▶ [Given passage]:
The Equity Forward was a liability classified instrument in accordance with ASC 480 because the underlying instrument contains a contingent redemption feature. The Equity Forward was recorded at fair value on the date of issuance and re-valued at each reporting period, with changes in the fair value reported in the consolidated statements of operations.

Investments and Cash Held in Trust Account

Upon the closing of the Initial Public Offering and the Private Placement, the Company was required to place net proceeds of the Initial Public Offering and certain of the proceeds of the Private Placement in a Trust Account, which had been invested in U.S. government securities, within the meaning set forth in Section 2(a)(16) of the Investment Company Act of 1940, as amended (the “Investment Company Act”), with a maturity of 185 days or less, or in money market funds meeting certain conditions under Rule 2a-7 promulgated under the Investment Company Act which invest only in direct U.S. government treasury obligations, as determined by management of the Company. Investments held in the Trust Account were classified as trading securities and presented on the Balance Sheets at fair value at the end of each reporting period. Gains and losses resulting from the change in fair value of investments held in the Trust Account were included in interest income on investments held in Trust Account in the accompanying Consolidated Statements of Operations.

▶ [Exercises]:
(a) Answer these questions from the accounting passage:
(i) Under which accounting standard was the Equity Forward classified as a liability?
(ii) What was the maximum maturity of the U.S. government securities in which the Trust Account could be invested?
(iii) How were the investments held in the Trust Account classified?
(b) Pick up the accounting passage after its last sentence and continue it.
None of the material is needed for these tasks.

▶ [Source material]:
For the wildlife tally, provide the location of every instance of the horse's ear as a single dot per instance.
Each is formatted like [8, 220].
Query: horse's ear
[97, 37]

▶ [Results by task]:
(a)
(i) ASC 480
(ii) 185 days or less
(iii) As trading securities

(b)
Effective October 12, 2022, the Company converted all of its investments in the Trust Account into cash, which remained in the Trust Account. On September 29, 2023, the Company instructed Continental Stock Transfer & Trust Company, the trustee with respect to the Trust Account, to hold all funds in the Trust Account in an interest-bearing deposit account with a financial institution in the United States. Accordingly, following the transfer to an interest-bearing deposit account, the amount of interest income (which we were permitted to use to pay our taxes and up to $100,000 of dissolution expenses) again increased. On the Closing Date, approximately $20.58 million of funds held in the Trust Account were used to pay the redemption of 1,941,684 shares of Class A common stock and $55,734 of funds were withdrawn for tax disbursements. The Trust Account was closed and $1,503,969 of funds remaining in the Trust Account were released to the Company pursuant to the trust agreement.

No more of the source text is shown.